WHAT IS EXPECTED:
Retype the data from the beginning through the line containing "positive clicks: (157, 9)", including that line, and leave the pictures out.

(Stored items)
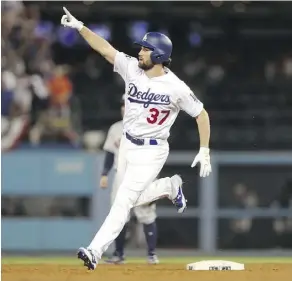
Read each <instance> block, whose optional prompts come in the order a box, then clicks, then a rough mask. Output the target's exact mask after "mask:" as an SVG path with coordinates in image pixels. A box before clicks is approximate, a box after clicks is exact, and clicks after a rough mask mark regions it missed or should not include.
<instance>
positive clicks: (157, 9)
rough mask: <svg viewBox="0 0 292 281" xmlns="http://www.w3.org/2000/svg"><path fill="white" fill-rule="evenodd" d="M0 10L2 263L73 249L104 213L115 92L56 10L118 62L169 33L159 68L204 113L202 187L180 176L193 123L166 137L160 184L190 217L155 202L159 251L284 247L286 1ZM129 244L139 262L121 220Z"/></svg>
mask: <svg viewBox="0 0 292 281" xmlns="http://www.w3.org/2000/svg"><path fill="white" fill-rule="evenodd" d="M1 4H2V34H1V41H2V88H1V91H2V94H1V102H2V105H1V114H2V118H1V125H2V199H1V201H2V208H1V211H2V253H4V254H5V253H8V254H9V253H16V254H18V253H22V252H25V253H41V254H45V253H51V252H53V253H67V252H70V253H71V252H74V251H75V250H76V248H78V247H79V246H80V245H83V244H84V243H85V244H86V243H88V242H89V241H90V239H91V237H92V235H93V233H94V232H95V230H96V229H97V228H98V226H99V225H100V223H101V222H102V221H103V219H104V217H105V215H106V213H107V210H108V203H107V202H109V201H107V200H109V191H101V190H100V188H99V187H98V178H99V174H100V165H101V164H102V160H103V153H102V151H100V148H101V146H102V144H103V141H104V137H105V134H106V131H107V129H108V127H109V126H110V125H111V124H112V123H113V122H114V121H117V120H119V118H120V109H119V106H120V104H119V102H120V97H121V95H122V94H123V90H124V84H123V81H121V79H120V78H119V77H118V76H117V75H116V74H114V73H113V72H112V68H111V66H110V65H109V64H107V63H106V62H105V61H104V60H103V59H102V58H101V57H100V56H99V55H98V54H96V53H94V52H93V51H92V50H91V49H90V48H89V47H88V46H87V45H86V43H84V42H83V41H82V39H81V38H80V36H78V33H77V32H75V31H72V30H69V29H64V28H62V27H61V26H60V24H59V21H60V18H61V15H62V6H63V5H66V7H67V8H68V9H69V11H71V12H72V14H73V15H75V16H76V17H77V18H78V19H80V20H82V21H83V22H85V24H86V25H87V26H89V27H91V28H93V29H94V30H95V31H96V32H97V33H100V34H102V35H103V36H105V37H106V38H108V39H109V40H110V42H111V43H112V44H113V45H114V46H115V47H116V48H118V49H119V50H122V51H124V52H126V53H128V54H130V55H135V54H136V53H137V50H136V49H134V48H133V46H132V42H133V41H134V39H135V38H140V37H142V35H143V34H144V33H145V32H146V31H147V30H156V31H162V32H166V33H167V34H169V36H170V37H171V39H172V41H173V44H174V52H173V56H172V57H173V63H172V70H173V71H174V72H175V73H176V74H178V75H179V77H180V78H181V79H183V80H185V81H186V82H187V83H188V84H189V85H190V86H191V88H192V89H193V90H194V92H195V93H196V95H197V96H198V97H199V98H200V99H201V100H202V101H203V102H204V104H205V107H206V109H207V110H208V112H209V114H210V118H211V125H212V138H211V148H212V150H213V155H214V158H216V161H215V162H216V163H214V165H215V166H214V171H215V172H214V173H213V176H212V177H211V178H210V179H208V180H206V181H200V180H199V178H198V177H197V171H196V169H191V168H190V167H189V165H190V163H191V158H192V156H194V155H195V153H196V149H197V148H198V133H197V130H196V125H195V123H194V121H193V120H192V119H191V118H189V117H188V116H187V115H185V114H183V113H181V114H180V117H179V118H178V120H177V123H176V124H175V125H174V126H173V129H172V134H171V137H170V147H171V151H172V154H171V157H170V160H169V162H168V164H167V165H166V166H165V168H164V169H163V171H162V173H161V176H164V175H169V174H172V173H174V172H175V173H180V174H181V175H182V176H183V178H184V179H185V181H186V185H185V186H186V194H187V196H188V199H189V202H190V205H189V206H190V208H189V209H188V212H186V214H185V215H183V216H182V217H178V216H177V215H176V214H175V210H173V208H171V206H170V204H169V203H168V202H167V201H162V202H160V203H159V204H158V213H159V216H160V217H159V218H158V220H157V222H158V230H159V240H158V247H159V248H160V249H162V250H161V252H163V251H164V250H163V249H171V251H170V252H168V251H167V250H165V251H164V253H165V255H169V253H172V254H173V253H179V251H180V252H182V253H187V254H188V255H195V254H196V253H202V252H203V253H205V254H215V253H217V252H218V251H220V253H222V251H223V250H237V251H239V250H256V253H257V254H259V253H266V252H263V251H262V252H259V250H269V252H268V253H269V254H270V253H271V251H272V252H273V251H275V250H276V252H277V255H281V254H284V253H285V252H286V250H288V249H291V247H292V244H291V243H292V218H291V213H292V212H291V208H292V202H291V200H292V195H291V193H292V156H291V155H292V127H291V124H292V111H291V106H292V94H291V93H292V91H291V90H292V82H291V76H292V52H291V43H292V36H291V35H292V31H291V30H292V29H291V27H292V20H291V16H290V15H289V9H290V8H291V3H289V2H287V3H283V2H282V3H275V2H274V3H272V2H271V3H268V2H266V3H261V2H256V3H254V2H248V1H242V2H241V1H239V2H219V1H216V2H209V1H206V2H164V1H162V2H155V3H154V2H140V1H137V2H123V3H118V2H112V1H108V2H94V1H93V2H87V3H83V2H76V1H74V2H67V1H63V2H62V1H59V2H54V1H53V2H51V1H42V2H12V1H11V2H10V1H9V2H2V3H1ZM218 208H220V209H218ZM217 214H218V215H217ZM210 230H212V231H210ZM210 232H211V234H210ZM206 237H207V238H206ZM56 238H57V239H56ZM210 241H211V243H208V242H210ZM128 244H129V247H130V249H132V251H131V250H129V251H128V252H130V253H133V255H134V254H136V255H137V254H138V255H140V256H142V255H143V253H144V248H143V247H144V246H143V245H144V241H143V239H142V235H141V229H140V228H139V226H137V225H136V223H135V219H134V218H133V221H132V228H131V232H130V233H129V242H128ZM174 250H176V252H174ZM186 250H187V251H186ZM158 253H159V252H158Z"/></svg>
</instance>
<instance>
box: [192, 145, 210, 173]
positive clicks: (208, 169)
mask: <svg viewBox="0 0 292 281" xmlns="http://www.w3.org/2000/svg"><path fill="white" fill-rule="evenodd" d="M199 162H200V164H201V167H200V177H203V178H204V177H207V176H209V174H210V173H211V172H212V168H211V163H210V149H209V148H206V147H201V148H200V151H199V153H198V154H197V155H196V157H195V159H194V161H193V163H192V165H191V167H192V168H193V167H195V166H196V165H197V164H198V163H199Z"/></svg>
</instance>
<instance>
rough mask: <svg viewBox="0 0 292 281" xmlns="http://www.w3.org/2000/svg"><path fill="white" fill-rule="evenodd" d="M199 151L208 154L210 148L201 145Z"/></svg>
mask: <svg viewBox="0 0 292 281" xmlns="http://www.w3.org/2000/svg"><path fill="white" fill-rule="evenodd" d="M199 153H203V154H209V153H210V148H208V147H203V146H201V147H200V151H199Z"/></svg>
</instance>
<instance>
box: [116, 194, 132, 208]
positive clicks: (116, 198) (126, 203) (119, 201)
mask: <svg viewBox="0 0 292 281" xmlns="http://www.w3.org/2000/svg"><path fill="white" fill-rule="evenodd" d="M137 197H138V194H136V193H135V192H131V191H127V192H125V191H122V190H119V191H118V192H117V194H116V197H115V199H114V204H116V205H123V206H128V207H129V208H132V207H133V206H134V204H135V202H136V201H137Z"/></svg>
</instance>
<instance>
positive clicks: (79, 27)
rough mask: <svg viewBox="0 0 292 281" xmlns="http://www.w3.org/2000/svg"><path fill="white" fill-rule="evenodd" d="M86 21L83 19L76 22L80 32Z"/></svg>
mask: <svg viewBox="0 0 292 281" xmlns="http://www.w3.org/2000/svg"><path fill="white" fill-rule="evenodd" d="M83 26H84V23H83V22H82V21H77V23H76V29H77V30H78V31H79V32H80V31H81V29H82V28H83Z"/></svg>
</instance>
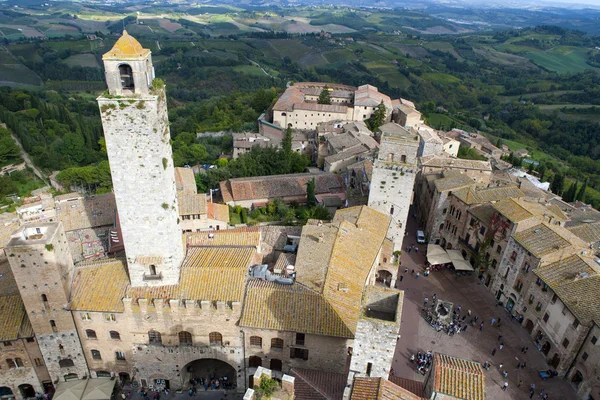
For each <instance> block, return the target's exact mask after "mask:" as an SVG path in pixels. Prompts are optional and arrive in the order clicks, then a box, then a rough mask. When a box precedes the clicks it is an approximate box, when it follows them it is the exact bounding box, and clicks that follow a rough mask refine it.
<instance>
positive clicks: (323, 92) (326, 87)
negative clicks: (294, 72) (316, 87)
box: [317, 85, 331, 104]
mask: <svg viewBox="0 0 600 400" xmlns="http://www.w3.org/2000/svg"><path fill="white" fill-rule="evenodd" d="M317 103H319V104H331V93H329V87H327V85H325V86H324V87H323V90H321V94H319V99H318V100H317Z"/></svg>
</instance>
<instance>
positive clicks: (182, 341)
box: [179, 331, 192, 346]
mask: <svg viewBox="0 0 600 400" xmlns="http://www.w3.org/2000/svg"><path fill="white" fill-rule="evenodd" d="M179 344H180V345H181V346H191V345H192V334H191V333H189V332H186V331H181V332H179Z"/></svg>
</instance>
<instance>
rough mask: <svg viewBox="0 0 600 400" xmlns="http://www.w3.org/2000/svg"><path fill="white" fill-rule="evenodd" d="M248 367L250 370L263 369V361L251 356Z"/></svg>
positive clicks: (256, 357) (252, 356)
mask: <svg viewBox="0 0 600 400" xmlns="http://www.w3.org/2000/svg"><path fill="white" fill-rule="evenodd" d="M248 366H249V367H250V368H257V367H262V360H261V358H260V357H258V356H251V357H250V358H248Z"/></svg>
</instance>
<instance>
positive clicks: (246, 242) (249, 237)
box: [186, 229, 260, 247]
mask: <svg viewBox="0 0 600 400" xmlns="http://www.w3.org/2000/svg"><path fill="white" fill-rule="evenodd" d="M186 242H187V245H188V246H190V247H220V246H230V247H231V246H235V247H257V246H258V245H259V244H260V231H258V230H257V229H253V230H241V231H239V230H237V229H235V230H234V229H224V230H220V231H209V232H192V233H188V234H187V235H186Z"/></svg>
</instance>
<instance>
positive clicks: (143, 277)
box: [142, 272, 162, 281]
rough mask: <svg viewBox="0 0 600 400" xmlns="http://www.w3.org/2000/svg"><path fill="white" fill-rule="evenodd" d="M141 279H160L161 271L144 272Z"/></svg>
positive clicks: (143, 279) (145, 279)
mask: <svg viewBox="0 0 600 400" xmlns="http://www.w3.org/2000/svg"><path fill="white" fill-rule="evenodd" d="M142 279H143V280H145V281H160V280H162V272H159V273H158V274H146V273H145V274H144V276H143V277H142Z"/></svg>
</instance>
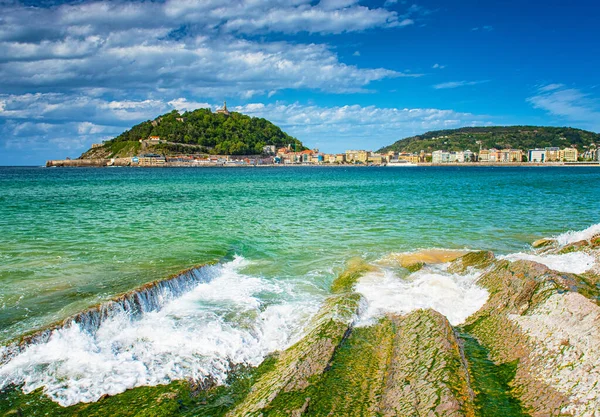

RESPONSE BELOW:
Read each <instance> block, whose optional prompts come in the order a box, then clicks, then a rough mask. Output the target's exact mask after "mask:" as an SVG path with coordinates in image pixels. A box before clicks is approximate, a box after clicks is exact, and clicks after a rough mask mark regions it missed or should not include.
<instance>
positive clicks: (157, 9)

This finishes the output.